▶ [Information shown]:
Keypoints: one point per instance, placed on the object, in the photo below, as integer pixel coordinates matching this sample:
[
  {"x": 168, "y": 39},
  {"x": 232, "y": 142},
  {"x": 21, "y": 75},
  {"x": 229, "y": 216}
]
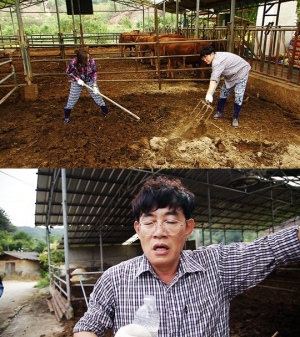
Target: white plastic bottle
[{"x": 148, "y": 316}]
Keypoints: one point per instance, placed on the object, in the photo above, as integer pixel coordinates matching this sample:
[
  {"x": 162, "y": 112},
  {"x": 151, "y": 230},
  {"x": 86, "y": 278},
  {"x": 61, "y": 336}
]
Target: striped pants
[
  {"x": 75, "y": 91},
  {"x": 239, "y": 90}
]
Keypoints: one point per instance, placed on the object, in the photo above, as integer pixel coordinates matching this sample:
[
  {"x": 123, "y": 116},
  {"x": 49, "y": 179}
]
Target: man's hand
[
  {"x": 209, "y": 98},
  {"x": 80, "y": 82},
  {"x": 133, "y": 330},
  {"x": 96, "y": 90}
]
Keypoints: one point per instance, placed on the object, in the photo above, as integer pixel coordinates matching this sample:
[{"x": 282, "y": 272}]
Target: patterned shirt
[
  {"x": 231, "y": 66},
  {"x": 86, "y": 73},
  {"x": 197, "y": 301}
]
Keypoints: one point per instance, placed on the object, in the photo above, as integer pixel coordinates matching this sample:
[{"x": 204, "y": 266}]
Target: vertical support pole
[
  {"x": 61, "y": 45},
  {"x": 197, "y": 18},
  {"x": 231, "y": 36},
  {"x": 48, "y": 251},
  {"x": 143, "y": 18},
  {"x": 24, "y": 51},
  {"x": 164, "y": 15},
  {"x": 65, "y": 223},
  {"x": 12, "y": 21},
  {"x": 177, "y": 6},
  {"x": 73, "y": 22},
  {"x": 157, "y": 49},
  {"x": 209, "y": 207},
  {"x": 101, "y": 249}
]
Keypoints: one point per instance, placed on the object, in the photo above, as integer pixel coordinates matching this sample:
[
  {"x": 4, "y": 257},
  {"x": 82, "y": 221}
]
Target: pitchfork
[{"x": 205, "y": 110}]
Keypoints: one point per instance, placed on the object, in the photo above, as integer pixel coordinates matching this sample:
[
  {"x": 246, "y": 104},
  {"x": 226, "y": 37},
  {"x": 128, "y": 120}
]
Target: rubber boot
[
  {"x": 220, "y": 108},
  {"x": 236, "y": 113},
  {"x": 67, "y": 115},
  {"x": 104, "y": 109}
]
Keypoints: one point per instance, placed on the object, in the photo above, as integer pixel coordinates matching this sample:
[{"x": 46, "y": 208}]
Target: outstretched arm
[{"x": 84, "y": 334}]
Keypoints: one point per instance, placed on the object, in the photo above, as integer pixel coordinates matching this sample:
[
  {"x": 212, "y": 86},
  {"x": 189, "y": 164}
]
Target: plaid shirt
[
  {"x": 86, "y": 73},
  {"x": 231, "y": 66},
  {"x": 197, "y": 301}
]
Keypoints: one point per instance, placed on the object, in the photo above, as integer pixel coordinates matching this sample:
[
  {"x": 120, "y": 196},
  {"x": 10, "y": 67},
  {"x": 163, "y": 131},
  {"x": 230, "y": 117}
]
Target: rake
[{"x": 205, "y": 110}]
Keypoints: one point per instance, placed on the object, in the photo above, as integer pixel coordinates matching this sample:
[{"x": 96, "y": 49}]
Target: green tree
[
  {"x": 5, "y": 223},
  {"x": 23, "y": 241},
  {"x": 6, "y": 241}
]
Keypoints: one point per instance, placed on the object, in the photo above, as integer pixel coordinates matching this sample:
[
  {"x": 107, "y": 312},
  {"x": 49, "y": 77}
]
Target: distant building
[{"x": 19, "y": 263}]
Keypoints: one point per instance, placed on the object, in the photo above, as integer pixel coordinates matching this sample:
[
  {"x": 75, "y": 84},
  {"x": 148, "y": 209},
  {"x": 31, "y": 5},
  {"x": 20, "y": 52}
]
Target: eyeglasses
[{"x": 171, "y": 227}]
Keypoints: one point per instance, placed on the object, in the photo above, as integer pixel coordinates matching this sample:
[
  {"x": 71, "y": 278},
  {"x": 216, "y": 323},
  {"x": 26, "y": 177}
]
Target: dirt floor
[
  {"x": 268, "y": 310},
  {"x": 168, "y": 135}
]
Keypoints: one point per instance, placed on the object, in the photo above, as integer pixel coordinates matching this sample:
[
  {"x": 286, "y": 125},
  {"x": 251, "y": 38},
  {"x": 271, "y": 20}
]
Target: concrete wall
[
  {"x": 285, "y": 95},
  {"x": 90, "y": 256},
  {"x": 20, "y": 267}
]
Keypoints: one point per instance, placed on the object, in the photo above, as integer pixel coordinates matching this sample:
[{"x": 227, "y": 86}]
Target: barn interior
[{"x": 94, "y": 208}]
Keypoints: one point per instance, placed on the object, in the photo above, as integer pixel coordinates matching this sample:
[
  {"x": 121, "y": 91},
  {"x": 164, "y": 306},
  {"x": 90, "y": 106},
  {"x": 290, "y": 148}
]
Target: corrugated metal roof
[
  {"x": 23, "y": 3},
  {"x": 170, "y": 5},
  {"x": 216, "y": 5},
  {"x": 101, "y": 199}
]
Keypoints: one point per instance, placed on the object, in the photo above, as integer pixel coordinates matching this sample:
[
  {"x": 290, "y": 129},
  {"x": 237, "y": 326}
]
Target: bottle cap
[{"x": 149, "y": 300}]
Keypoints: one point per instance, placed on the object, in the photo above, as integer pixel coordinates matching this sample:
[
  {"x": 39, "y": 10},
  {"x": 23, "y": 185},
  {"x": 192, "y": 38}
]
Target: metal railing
[
  {"x": 11, "y": 75},
  {"x": 267, "y": 49}
]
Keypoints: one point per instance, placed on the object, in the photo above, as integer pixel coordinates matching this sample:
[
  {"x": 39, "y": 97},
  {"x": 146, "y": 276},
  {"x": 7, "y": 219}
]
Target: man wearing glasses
[
  {"x": 235, "y": 71},
  {"x": 192, "y": 289}
]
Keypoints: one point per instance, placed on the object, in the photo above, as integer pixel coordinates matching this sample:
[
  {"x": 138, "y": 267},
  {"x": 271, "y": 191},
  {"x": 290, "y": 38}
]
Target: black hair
[
  {"x": 160, "y": 193},
  {"x": 206, "y": 50}
]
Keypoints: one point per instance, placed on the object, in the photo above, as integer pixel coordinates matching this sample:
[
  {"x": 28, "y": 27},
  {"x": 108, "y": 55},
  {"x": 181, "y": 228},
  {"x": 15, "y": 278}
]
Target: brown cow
[
  {"x": 151, "y": 47},
  {"x": 130, "y": 38},
  {"x": 191, "y": 49}
]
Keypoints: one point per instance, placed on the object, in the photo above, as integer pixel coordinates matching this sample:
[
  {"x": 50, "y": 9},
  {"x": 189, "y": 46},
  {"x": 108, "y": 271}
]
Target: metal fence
[
  {"x": 271, "y": 51},
  {"x": 10, "y": 79}
]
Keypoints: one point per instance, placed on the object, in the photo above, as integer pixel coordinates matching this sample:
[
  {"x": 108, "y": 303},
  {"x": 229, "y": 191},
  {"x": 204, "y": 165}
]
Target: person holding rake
[{"x": 83, "y": 71}]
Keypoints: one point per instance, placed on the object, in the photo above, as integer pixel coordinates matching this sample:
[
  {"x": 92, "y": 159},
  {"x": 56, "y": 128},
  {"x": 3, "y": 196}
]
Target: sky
[{"x": 18, "y": 195}]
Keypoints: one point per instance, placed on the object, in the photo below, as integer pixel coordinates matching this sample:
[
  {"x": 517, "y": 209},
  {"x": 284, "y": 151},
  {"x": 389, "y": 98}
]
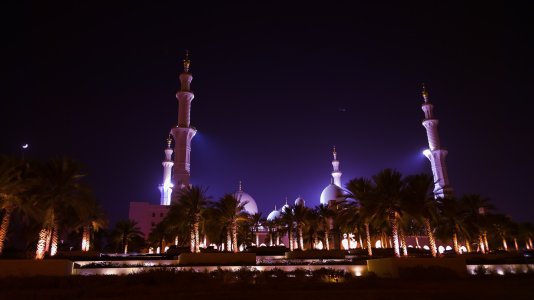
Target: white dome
[
  {"x": 332, "y": 192},
  {"x": 300, "y": 201},
  {"x": 275, "y": 214},
  {"x": 250, "y": 207}
]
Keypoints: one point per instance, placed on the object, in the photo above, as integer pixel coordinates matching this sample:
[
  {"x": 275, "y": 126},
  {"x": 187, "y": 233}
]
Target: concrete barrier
[
  {"x": 248, "y": 259},
  {"x": 409, "y": 266},
  {"x": 28, "y": 267},
  {"x": 316, "y": 254}
]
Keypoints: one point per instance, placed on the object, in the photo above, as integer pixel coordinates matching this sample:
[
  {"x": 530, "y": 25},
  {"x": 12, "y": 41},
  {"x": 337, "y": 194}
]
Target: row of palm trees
[
  {"x": 50, "y": 195},
  {"x": 385, "y": 207}
]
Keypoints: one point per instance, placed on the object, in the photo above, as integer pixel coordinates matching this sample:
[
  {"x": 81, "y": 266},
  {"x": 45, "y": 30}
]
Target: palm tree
[
  {"x": 288, "y": 220},
  {"x": 231, "y": 211},
  {"x": 57, "y": 192},
  {"x": 89, "y": 217},
  {"x": 362, "y": 190},
  {"x": 299, "y": 216},
  {"x": 126, "y": 231},
  {"x": 325, "y": 216},
  {"x": 192, "y": 200},
  {"x": 13, "y": 184},
  {"x": 452, "y": 221},
  {"x": 418, "y": 201},
  {"x": 159, "y": 234},
  {"x": 312, "y": 226},
  {"x": 256, "y": 220},
  {"x": 502, "y": 225},
  {"x": 388, "y": 187},
  {"x": 475, "y": 208}
]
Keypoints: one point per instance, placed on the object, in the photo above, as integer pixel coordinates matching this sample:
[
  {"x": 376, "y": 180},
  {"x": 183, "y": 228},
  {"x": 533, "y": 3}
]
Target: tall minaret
[
  {"x": 165, "y": 188},
  {"x": 435, "y": 154},
  {"x": 183, "y": 133},
  {"x": 336, "y": 174}
]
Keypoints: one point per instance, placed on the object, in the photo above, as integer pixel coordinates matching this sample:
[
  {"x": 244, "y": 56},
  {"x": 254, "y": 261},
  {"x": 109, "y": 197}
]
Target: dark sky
[{"x": 276, "y": 86}]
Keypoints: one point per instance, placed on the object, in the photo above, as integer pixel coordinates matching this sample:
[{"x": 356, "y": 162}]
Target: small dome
[
  {"x": 275, "y": 214},
  {"x": 300, "y": 201},
  {"x": 332, "y": 192},
  {"x": 250, "y": 206}
]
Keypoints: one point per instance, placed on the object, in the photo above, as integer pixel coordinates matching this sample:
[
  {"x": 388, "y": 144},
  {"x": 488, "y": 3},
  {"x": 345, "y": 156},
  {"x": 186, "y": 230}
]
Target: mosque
[{"x": 177, "y": 167}]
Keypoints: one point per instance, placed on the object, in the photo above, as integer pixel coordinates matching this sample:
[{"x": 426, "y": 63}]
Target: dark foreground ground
[{"x": 230, "y": 286}]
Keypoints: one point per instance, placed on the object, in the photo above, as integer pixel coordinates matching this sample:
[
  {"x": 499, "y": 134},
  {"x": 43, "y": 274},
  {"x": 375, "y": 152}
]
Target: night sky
[{"x": 276, "y": 86}]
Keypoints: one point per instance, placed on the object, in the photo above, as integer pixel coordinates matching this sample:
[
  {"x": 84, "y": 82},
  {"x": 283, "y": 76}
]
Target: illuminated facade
[
  {"x": 183, "y": 133},
  {"x": 177, "y": 171},
  {"x": 436, "y": 154}
]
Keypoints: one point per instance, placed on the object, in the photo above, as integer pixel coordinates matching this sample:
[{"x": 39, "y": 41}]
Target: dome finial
[
  {"x": 425, "y": 93},
  {"x": 186, "y": 61},
  {"x": 169, "y": 141}
]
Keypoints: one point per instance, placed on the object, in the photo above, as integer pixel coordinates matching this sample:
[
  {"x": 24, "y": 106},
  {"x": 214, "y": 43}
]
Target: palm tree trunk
[
  {"x": 468, "y": 245},
  {"x": 53, "y": 247},
  {"x": 43, "y": 234},
  {"x": 197, "y": 235},
  {"x": 403, "y": 242},
  {"x": 192, "y": 242},
  {"x": 485, "y": 235},
  {"x": 431, "y": 240},
  {"x": 368, "y": 239},
  {"x": 228, "y": 239},
  {"x": 455, "y": 243},
  {"x": 86, "y": 238},
  {"x": 290, "y": 235},
  {"x": 234, "y": 237},
  {"x": 481, "y": 244},
  {"x": 5, "y": 226},
  {"x": 48, "y": 238},
  {"x": 394, "y": 232},
  {"x": 326, "y": 237}
]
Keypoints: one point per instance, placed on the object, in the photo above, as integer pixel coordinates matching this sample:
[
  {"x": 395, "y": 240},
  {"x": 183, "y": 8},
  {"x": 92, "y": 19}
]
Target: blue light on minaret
[
  {"x": 165, "y": 188},
  {"x": 336, "y": 173},
  {"x": 436, "y": 154},
  {"x": 183, "y": 133}
]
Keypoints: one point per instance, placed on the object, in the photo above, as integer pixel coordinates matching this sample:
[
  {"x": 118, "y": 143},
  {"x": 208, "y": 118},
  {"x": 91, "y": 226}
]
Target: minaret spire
[
  {"x": 165, "y": 188},
  {"x": 435, "y": 153},
  {"x": 336, "y": 174},
  {"x": 183, "y": 133}
]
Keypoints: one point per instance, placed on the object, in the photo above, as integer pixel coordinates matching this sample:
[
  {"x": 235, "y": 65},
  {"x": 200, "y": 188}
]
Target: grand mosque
[{"x": 177, "y": 167}]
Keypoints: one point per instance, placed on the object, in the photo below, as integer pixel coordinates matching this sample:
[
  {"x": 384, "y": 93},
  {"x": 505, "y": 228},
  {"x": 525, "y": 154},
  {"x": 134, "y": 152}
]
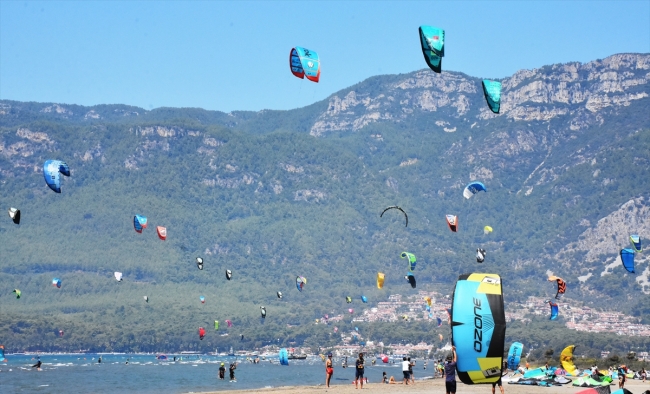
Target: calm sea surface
[{"x": 145, "y": 374}]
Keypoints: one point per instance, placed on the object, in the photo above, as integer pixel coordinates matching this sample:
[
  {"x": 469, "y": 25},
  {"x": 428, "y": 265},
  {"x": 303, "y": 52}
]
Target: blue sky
[{"x": 228, "y": 56}]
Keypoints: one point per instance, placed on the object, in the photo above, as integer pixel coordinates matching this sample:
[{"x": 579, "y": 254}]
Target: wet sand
[{"x": 437, "y": 386}]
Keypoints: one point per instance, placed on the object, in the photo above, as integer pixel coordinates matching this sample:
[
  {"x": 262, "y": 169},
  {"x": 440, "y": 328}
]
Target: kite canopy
[
  {"x": 566, "y": 358},
  {"x": 514, "y": 355},
  {"x": 452, "y": 222},
  {"x": 634, "y": 239},
  {"x": 627, "y": 258},
  {"x": 14, "y": 214},
  {"x": 480, "y": 255},
  {"x": 433, "y": 46},
  {"x": 300, "y": 282},
  {"x": 51, "y": 172},
  {"x": 555, "y": 310},
  {"x": 561, "y": 285},
  {"x": 406, "y": 217},
  {"x": 492, "y": 92},
  {"x": 162, "y": 232},
  {"x": 472, "y": 188},
  {"x": 139, "y": 223},
  {"x": 304, "y": 63},
  {"x": 411, "y": 279},
  {"x": 412, "y": 260},
  {"x": 283, "y": 356},
  {"x": 478, "y": 327}
]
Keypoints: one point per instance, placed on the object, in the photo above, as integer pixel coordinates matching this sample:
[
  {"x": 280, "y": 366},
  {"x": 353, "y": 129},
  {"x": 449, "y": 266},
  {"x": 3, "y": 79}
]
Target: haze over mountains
[{"x": 275, "y": 194}]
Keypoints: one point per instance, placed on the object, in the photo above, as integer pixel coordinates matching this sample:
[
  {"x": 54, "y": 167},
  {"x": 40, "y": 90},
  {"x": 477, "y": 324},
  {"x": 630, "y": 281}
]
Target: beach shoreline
[{"x": 434, "y": 386}]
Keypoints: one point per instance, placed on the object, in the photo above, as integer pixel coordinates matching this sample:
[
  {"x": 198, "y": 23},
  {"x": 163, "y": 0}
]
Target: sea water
[{"x": 81, "y": 373}]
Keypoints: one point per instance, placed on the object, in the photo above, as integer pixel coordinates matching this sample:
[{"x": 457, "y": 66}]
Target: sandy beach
[{"x": 437, "y": 386}]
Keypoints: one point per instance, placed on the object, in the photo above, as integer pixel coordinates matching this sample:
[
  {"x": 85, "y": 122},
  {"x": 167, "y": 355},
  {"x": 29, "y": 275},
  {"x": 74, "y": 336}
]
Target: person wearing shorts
[
  {"x": 450, "y": 372},
  {"x": 359, "y": 371}
]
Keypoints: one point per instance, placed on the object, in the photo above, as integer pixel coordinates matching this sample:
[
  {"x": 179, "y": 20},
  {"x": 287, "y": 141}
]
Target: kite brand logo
[{"x": 478, "y": 326}]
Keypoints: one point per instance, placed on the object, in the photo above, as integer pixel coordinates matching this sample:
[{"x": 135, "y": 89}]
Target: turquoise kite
[
  {"x": 304, "y": 63},
  {"x": 627, "y": 257},
  {"x": 433, "y": 46},
  {"x": 492, "y": 92}
]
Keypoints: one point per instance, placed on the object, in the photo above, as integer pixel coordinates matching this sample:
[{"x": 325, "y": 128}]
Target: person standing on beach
[
  {"x": 329, "y": 370},
  {"x": 359, "y": 371},
  {"x": 450, "y": 372},
  {"x": 405, "y": 370}
]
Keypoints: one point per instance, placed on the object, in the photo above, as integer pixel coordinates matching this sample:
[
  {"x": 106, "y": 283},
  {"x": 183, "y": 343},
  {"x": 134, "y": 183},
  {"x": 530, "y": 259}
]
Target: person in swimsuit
[{"x": 329, "y": 370}]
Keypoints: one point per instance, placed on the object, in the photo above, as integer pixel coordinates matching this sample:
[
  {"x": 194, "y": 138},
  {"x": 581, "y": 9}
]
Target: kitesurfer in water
[
  {"x": 450, "y": 372},
  {"x": 329, "y": 370}
]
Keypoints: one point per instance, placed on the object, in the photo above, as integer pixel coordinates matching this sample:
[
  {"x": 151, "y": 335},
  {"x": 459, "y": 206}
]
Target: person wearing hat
[{"x": 329, "y": 370}]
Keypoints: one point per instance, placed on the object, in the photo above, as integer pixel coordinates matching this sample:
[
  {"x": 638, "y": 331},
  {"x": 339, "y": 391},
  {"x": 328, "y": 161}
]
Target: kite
[
  {"x": 14, "y": 214},
  {"x": 478, "y": 327},
  {"x": 492, "y": 92},
  {"x": 162, "y": 232},
  {"x": 412, "y": 260},
  {"x": 514, "y": 355},
  {"x": 139, "y": 223},
  {"x": 627, "y": 258},
  {"x": 634, "y": 239},
  {"x": 555, "y": 310},
  {"x": 304, "y": 63},
  {"x": 51, "y": 172},
  {"x": 561, "y": 285},
  {"x": 480, "y": 255},
  {"x": 400, "y": 209},
  {"x": 300, "y": 282},
  {"x": 452, "y": 222},
  {"x": 433, "y": 46},
  {"x": 472, "y": 188}
]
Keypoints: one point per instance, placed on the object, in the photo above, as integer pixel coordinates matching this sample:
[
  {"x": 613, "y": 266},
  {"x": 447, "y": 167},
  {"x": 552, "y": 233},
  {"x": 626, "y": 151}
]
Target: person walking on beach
[
  {"x": 359, "y": 371},
  {"x": 450, "y": 372},
  {"x": 329, "y": 370}
]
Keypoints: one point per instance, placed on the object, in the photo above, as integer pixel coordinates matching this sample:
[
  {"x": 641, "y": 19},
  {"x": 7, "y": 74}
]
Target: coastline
[{"x": 435, "y": 386}]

▶ [What you should do]:
Report each line of the entries above that contains the word "metal", copying every such line in full.

▶ [Exercise result]:
Target: corrugated metal roof
Target: metal railing
Target: metal fence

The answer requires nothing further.